**EXERCISE PROMPT:**
Leave out the pictures and transcribe the rest of the records exactly.

Image-grounded pointing data

....

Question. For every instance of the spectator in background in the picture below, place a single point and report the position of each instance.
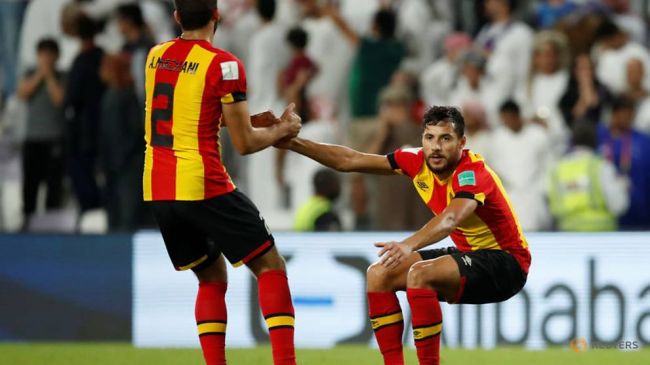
(585, 95)
(43, 160)
(48, 19)
(296, 76)
(121, 145)
(519, 154)
(547, 81)
(504, 40)
(268, 55)
(83, 97)
(639, 94)
(293, 81)
(626, 19)
(329, 50)
(616, 50)
(317, 214)
(628, 150)
(471, 84)
(584, 191)
(11, 18)
(477, 129)
(378, 56)
(549, 12)
(397, 206)
(138, 41)
(439, 79)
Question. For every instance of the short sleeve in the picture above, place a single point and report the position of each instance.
(472, 181)
(407, 161)
(233, 81)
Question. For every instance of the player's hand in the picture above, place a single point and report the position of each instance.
(285, 143)
(291, 121)
(393, 253)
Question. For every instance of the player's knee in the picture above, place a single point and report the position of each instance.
(418, 276)
(378, 278)
(212, 273)
(271, 261)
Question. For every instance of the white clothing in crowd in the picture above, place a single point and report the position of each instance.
(333, 55)
(611, 66)
(541, 97)
(268, 54)
(437, 81)
(614, 186)
(507, 66)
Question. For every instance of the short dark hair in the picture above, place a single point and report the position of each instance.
(622, 102)
(266, 9)
(194, 14)
(386, 22)
(510, 106)
(607, 29)
(131, 13)
(48, 45)
(445, 114)
(297, 38)
(584, 134)
(87, 28)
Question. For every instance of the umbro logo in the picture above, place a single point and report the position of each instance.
(422, 185)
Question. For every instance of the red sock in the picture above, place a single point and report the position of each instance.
(211, 318)
(388, 323)
(275, 301)
(427, 324)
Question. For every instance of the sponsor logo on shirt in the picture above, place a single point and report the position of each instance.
(466, 178)
(229, 70)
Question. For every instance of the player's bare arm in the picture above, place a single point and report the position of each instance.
(248, 139)
(340, 158)
(441, 226)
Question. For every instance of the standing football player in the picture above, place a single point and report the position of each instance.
(190, 87)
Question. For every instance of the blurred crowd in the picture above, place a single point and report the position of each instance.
(555, 94)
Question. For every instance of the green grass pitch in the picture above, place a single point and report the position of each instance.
(104, 354)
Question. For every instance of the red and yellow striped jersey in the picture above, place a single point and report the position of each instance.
(187, 81)
(492, 226)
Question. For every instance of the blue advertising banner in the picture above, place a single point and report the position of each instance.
(65, 288)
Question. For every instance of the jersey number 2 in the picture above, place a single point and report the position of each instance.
(162, 115)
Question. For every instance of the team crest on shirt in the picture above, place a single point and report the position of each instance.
(466, 178)
(422, 185)
(229, 70)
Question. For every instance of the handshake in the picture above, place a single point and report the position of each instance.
(290, 124)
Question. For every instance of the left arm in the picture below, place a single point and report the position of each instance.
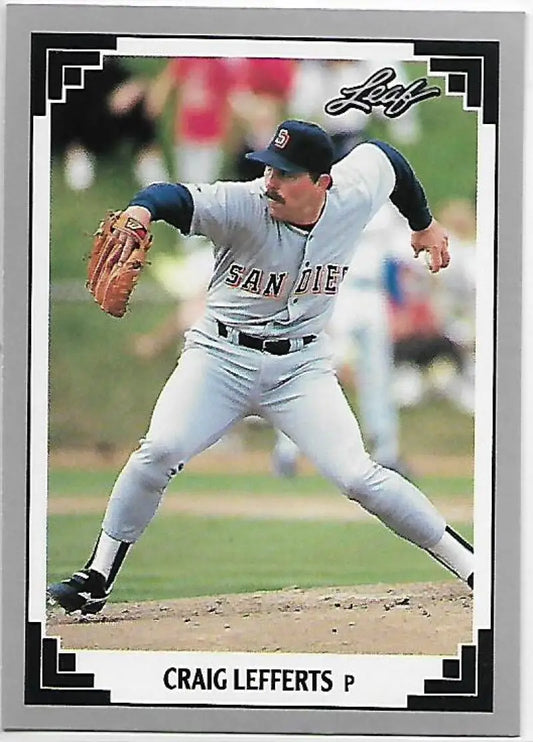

....

**OUTPUT BELOW:**
Question. For every instance of the spectator in background in the picture below, place a single point and report the position of each instance.
(585, 95)
(43, 160)
(48, 19)
(296, 76)
(121, 145)
(519, 154)
(547, 81)
(504, 40)
(268, 55)
(83, 97)
(639, 94)
(293, 81)
(626, 19)
(329, 50)
(616, 50)
(317, 214)
(628, 150)
(471, 84)
(584, 191)
(11, 18)
(477, 129)
(378, 56)
(549, 12)
(397, 206)
(138, 41)
(439, 79)
Question. For every instance of the short sleeve in the picture above, place a single point and report the position of each instance.
(472, 181)
(407, 161)
(233, 81)
Question. For every instance of the player's hand in the picture above, place a single point and report the position of each instance.
(285, 143)
(291, 121)
(393, 253)
Question. For every instance of the player's knee in the picture above, place a single point and report the position of each instance.
(418, 276)
(378, 278)
(212, 273)
(271, 261)
Question. For every instance of the white clothing in crowd in the picture above, place a single point and report the position of each instance.
(333, 55)
(611, 66)
(541, 97)
(268, 54)
(437, 81)
(614, 186)
(507, 66)
Question. For every instance of the short dark hair in the picture above, place a single point and report the position of each instance.
(622, 102)
(266, 9)
(194, 14)
(386, 22)
(510, 106)
(607, 29)
(131, 13)
(48, 45)
(445, 114)
(297, 38)
(584, 134)
(87, 28)
Question. For every instance of the umbro logo in the picture above, place a single point and report the position of each instance.
(422, 185)
Question. For every instance of the red sock in the picture above, place a single point and report the position of each instance.
(211, 318)
(388, 323)
(275, 301)
(427, 324)
Question. For every instance of the sponsor logo on shirt in the picture above, place a single point and report the position of each instance.
(466, 178)
(229, 70)
Question. For every instance of the player's bare arm in the picture above, place a single point and report the position of each instance.
(248, 139)
(340, 158)
(441, 226)
Question. For every instance of the standing football player in the picture above, place a single point and report the position of each instance.
(190, 87)
Question. For every instance of the blurred crowd in the picture above, place a single point and report the position of each instance.
(555, 94)
Question. For every instance of the green grass pitch in the picture above, place a single point and report the position of each instance.
(104, 354)
Question. For every instance of the red and yellow striped jersey in the picture above, place a single point and report the position of each instance.
(187, 81)
(492, 226)
Question. For every instance of the blue advertising banner in the picture above, place a single point and report the position of each instance.
(65, 288)
Question. For every instance of the jersey number 2 in the picture above, place a single point and report the position of each instance.
(162, 115)
Question. For every instance of the team crest on shirt in the picture above, place a single point and report the position of each instance.
(466, 178)
(422, 185)
(229, 70)
Question. For every instance of the handshake in the picture above, place a single point and report the position of each instance.
(290, 124)
Question. For every instance of the left arm in the picture below, place a single point and report the position of each instance.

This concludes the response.